The problem: Work out how many lines in this listing hold the word "white", and give the number with nothing added.
== Material for the task
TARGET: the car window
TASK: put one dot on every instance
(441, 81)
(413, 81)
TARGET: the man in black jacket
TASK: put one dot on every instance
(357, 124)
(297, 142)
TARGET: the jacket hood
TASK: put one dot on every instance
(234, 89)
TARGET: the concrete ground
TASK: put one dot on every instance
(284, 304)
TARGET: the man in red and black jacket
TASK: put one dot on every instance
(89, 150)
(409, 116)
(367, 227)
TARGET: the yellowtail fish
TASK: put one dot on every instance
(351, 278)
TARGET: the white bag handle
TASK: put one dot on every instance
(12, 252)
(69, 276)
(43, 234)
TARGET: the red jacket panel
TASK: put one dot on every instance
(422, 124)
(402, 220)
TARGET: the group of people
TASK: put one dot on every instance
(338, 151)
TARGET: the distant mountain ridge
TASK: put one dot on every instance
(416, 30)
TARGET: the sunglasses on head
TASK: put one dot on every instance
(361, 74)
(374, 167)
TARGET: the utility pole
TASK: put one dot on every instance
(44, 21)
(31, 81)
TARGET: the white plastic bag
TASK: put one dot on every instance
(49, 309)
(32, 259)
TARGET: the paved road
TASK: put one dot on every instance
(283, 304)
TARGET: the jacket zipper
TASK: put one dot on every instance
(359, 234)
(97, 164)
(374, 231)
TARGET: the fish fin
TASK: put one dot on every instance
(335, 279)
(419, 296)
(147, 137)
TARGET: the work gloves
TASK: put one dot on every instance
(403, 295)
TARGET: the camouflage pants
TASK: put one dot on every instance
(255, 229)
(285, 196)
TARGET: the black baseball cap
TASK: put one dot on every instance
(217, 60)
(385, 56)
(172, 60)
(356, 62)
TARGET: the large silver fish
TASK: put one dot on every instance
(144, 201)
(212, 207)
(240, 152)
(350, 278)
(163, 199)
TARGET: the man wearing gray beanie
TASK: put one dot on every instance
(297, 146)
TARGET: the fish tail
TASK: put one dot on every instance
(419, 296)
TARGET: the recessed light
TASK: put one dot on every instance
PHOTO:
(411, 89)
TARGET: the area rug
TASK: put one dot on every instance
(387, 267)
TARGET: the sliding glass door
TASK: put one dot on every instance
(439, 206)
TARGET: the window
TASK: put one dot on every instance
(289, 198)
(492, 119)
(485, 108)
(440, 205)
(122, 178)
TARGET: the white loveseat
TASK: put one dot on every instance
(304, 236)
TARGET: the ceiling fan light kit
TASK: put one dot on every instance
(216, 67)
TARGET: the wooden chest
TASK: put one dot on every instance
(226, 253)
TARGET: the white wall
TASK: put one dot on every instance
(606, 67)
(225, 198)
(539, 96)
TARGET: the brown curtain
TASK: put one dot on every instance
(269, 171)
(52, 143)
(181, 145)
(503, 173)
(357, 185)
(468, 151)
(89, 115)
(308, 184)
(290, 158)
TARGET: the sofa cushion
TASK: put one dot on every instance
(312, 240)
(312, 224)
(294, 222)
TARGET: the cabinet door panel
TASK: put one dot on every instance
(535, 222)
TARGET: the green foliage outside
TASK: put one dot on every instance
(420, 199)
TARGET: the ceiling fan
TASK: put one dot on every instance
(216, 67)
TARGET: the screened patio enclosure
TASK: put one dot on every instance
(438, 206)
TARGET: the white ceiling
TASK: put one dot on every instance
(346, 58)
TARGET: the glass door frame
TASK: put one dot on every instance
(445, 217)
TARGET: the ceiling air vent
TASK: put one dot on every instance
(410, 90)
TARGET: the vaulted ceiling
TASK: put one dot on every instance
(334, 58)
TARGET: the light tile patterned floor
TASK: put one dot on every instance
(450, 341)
====
Problem solution: 5